TASK DETAILS
Return every line of the material below that contains the string "baseball", and treat uppercase and lowercase letters as different.

------

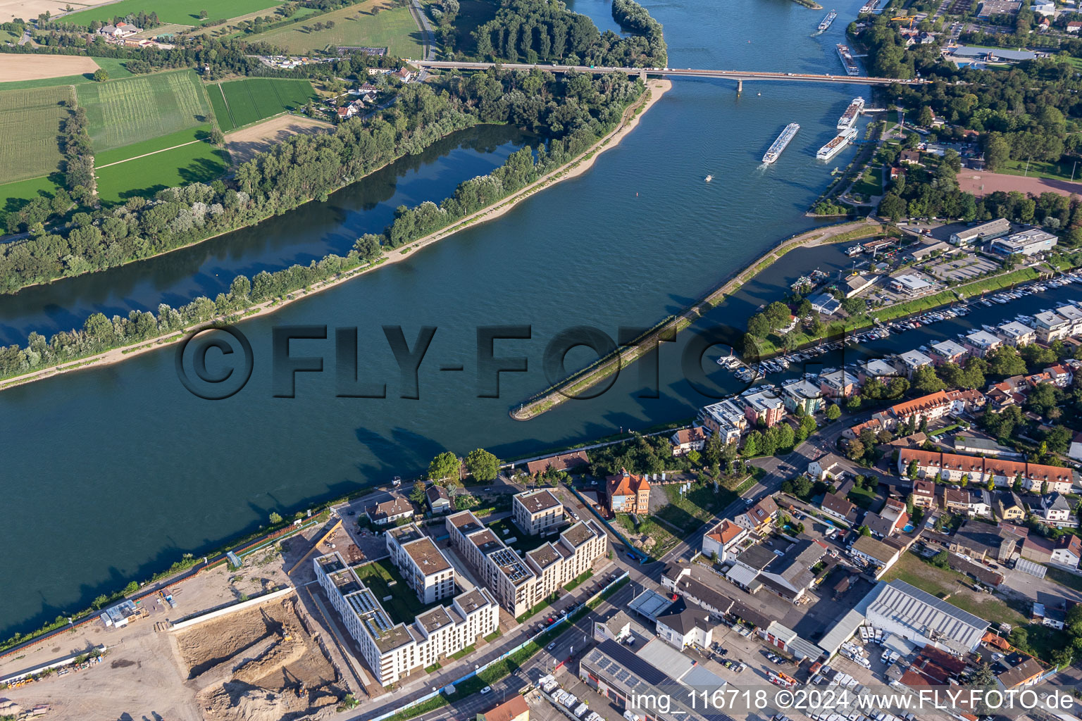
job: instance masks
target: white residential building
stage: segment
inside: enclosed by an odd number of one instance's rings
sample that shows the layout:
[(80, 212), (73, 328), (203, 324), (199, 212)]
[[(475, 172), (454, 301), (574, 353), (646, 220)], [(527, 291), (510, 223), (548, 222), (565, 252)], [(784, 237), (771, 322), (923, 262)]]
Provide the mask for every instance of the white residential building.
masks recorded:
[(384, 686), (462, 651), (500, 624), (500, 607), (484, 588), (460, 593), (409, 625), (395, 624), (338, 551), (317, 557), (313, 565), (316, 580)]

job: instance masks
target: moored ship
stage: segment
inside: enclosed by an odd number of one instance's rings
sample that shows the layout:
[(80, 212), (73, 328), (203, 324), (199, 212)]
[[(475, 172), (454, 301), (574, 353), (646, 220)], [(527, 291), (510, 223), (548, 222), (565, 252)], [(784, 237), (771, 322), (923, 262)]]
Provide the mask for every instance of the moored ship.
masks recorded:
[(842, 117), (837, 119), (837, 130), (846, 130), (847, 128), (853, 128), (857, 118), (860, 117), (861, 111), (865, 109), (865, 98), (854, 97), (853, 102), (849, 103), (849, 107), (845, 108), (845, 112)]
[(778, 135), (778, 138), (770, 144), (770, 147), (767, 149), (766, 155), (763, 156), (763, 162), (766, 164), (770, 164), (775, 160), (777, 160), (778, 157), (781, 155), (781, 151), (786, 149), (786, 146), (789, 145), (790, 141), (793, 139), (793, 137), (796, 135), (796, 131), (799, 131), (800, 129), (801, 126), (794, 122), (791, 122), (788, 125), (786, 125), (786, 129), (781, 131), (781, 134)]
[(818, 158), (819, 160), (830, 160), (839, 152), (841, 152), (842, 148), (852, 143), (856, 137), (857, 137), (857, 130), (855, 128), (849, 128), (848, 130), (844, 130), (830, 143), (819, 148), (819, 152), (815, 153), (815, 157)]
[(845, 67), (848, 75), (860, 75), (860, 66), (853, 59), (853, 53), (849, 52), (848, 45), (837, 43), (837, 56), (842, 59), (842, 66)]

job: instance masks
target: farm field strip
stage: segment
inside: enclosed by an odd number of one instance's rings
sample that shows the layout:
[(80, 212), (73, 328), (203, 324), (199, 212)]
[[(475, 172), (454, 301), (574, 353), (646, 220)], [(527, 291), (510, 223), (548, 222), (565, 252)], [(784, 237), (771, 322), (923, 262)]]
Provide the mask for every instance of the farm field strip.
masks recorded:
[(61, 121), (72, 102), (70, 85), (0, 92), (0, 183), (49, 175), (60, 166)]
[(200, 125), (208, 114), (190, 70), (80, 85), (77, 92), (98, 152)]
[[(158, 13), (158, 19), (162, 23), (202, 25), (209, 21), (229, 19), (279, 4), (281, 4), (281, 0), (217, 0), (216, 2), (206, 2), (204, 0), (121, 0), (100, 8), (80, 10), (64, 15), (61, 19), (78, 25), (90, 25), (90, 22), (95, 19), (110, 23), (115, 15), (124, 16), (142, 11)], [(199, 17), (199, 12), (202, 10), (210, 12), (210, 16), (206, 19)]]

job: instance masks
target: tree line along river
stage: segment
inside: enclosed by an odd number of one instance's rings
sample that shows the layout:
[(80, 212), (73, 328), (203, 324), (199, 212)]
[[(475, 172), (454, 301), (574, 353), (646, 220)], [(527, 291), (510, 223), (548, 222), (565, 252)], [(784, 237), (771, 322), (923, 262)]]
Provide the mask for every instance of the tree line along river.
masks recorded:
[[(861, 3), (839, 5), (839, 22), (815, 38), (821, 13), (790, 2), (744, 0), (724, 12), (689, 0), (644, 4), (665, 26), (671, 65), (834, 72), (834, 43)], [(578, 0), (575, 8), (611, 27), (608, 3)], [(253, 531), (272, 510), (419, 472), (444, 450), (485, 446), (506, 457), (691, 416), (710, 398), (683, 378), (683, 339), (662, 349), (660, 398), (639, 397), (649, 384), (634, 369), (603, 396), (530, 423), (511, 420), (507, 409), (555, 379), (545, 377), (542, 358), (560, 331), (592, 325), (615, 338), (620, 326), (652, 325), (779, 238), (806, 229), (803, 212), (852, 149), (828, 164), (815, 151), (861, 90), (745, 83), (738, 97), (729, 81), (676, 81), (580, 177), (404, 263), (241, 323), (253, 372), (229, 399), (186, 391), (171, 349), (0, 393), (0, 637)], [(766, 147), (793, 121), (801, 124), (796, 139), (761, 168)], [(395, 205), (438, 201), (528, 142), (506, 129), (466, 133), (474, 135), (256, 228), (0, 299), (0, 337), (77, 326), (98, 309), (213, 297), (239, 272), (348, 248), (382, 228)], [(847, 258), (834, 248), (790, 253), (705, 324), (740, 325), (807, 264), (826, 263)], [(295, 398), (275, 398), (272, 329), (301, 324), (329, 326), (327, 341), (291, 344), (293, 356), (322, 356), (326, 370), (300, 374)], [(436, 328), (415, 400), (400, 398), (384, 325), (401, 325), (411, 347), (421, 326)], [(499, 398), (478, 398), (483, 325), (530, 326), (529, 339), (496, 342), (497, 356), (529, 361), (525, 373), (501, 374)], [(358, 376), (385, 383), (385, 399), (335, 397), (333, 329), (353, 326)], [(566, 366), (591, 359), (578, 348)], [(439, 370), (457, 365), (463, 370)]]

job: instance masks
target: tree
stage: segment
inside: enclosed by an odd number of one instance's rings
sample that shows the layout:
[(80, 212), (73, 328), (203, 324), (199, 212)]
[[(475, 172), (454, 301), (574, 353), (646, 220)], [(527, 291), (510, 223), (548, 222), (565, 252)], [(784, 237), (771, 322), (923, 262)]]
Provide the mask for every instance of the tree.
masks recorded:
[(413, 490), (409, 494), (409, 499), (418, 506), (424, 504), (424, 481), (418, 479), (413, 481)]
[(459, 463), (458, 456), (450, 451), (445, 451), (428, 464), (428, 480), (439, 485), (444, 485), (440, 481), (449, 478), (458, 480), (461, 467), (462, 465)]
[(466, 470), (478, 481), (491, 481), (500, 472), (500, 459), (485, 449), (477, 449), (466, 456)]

------

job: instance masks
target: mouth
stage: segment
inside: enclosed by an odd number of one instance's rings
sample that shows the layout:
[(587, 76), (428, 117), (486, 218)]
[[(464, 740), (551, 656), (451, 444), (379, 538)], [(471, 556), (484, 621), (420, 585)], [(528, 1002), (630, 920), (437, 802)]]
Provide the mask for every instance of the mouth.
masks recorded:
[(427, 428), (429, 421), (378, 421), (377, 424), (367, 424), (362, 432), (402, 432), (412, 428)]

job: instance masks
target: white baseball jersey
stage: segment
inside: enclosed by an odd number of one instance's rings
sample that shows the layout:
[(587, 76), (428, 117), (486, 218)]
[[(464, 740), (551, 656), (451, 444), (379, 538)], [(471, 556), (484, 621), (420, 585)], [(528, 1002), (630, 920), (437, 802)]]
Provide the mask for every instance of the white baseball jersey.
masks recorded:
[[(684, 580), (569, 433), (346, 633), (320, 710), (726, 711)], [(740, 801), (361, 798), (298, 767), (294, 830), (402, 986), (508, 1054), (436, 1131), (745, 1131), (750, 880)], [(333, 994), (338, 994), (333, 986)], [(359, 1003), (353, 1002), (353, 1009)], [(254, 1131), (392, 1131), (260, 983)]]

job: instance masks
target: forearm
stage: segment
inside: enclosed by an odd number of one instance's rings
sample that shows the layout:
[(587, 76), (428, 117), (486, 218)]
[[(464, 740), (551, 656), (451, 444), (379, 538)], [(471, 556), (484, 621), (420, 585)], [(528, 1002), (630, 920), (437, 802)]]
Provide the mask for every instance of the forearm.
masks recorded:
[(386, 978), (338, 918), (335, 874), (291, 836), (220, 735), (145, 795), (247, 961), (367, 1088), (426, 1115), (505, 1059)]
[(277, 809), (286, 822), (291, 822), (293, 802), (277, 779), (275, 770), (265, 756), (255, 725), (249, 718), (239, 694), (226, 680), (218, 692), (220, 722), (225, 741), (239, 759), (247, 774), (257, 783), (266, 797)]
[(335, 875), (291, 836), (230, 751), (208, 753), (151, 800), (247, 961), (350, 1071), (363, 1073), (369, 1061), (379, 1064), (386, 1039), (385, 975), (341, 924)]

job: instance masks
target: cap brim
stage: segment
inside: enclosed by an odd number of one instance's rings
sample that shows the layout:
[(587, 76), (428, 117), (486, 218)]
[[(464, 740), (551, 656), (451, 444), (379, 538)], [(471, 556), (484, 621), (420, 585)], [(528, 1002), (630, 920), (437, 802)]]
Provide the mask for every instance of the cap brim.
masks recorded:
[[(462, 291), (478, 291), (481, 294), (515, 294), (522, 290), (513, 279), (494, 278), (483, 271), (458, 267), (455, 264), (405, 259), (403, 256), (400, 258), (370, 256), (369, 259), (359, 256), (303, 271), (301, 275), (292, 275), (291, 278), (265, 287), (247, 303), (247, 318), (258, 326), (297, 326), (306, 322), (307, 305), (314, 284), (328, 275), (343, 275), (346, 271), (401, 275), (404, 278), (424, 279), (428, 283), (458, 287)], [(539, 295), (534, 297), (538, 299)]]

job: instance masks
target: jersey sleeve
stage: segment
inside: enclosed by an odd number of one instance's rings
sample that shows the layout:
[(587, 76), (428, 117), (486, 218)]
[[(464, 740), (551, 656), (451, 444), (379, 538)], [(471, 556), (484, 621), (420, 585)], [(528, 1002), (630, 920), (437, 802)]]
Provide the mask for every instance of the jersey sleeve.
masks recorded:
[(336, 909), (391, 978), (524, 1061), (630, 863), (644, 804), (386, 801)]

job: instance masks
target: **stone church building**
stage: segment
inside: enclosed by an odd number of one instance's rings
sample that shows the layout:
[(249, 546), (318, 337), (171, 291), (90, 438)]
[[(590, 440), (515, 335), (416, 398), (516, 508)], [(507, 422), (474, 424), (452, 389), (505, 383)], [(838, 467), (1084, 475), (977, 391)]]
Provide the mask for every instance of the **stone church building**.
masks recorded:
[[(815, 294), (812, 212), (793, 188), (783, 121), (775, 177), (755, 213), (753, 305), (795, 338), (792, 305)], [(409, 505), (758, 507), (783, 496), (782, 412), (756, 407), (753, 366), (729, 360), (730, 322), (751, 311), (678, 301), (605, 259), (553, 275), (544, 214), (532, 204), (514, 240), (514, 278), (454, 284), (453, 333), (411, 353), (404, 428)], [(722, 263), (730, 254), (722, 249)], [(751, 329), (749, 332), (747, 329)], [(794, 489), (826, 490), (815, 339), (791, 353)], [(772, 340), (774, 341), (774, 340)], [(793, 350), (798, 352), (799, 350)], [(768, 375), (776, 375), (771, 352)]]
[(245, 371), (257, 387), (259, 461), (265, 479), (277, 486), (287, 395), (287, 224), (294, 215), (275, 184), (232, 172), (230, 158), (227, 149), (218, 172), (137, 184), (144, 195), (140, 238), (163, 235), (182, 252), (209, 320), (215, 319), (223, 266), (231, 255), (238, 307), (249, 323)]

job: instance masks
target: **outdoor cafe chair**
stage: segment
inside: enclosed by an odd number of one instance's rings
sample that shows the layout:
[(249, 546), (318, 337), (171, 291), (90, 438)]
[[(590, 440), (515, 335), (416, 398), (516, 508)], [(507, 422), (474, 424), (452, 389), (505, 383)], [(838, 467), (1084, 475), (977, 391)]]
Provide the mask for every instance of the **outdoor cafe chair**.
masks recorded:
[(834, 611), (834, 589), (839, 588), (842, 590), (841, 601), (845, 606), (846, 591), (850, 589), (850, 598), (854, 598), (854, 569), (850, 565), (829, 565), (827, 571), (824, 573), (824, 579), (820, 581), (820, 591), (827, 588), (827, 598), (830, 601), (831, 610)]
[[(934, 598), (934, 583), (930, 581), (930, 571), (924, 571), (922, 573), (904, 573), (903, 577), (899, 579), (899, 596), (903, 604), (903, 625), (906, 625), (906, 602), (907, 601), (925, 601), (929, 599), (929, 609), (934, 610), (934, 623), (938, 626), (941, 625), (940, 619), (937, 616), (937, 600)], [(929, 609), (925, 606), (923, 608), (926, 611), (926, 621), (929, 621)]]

------

CORRECT OUTPUT
target: white baseball jersey
Provide the mask for every instance of the white baseball jersey.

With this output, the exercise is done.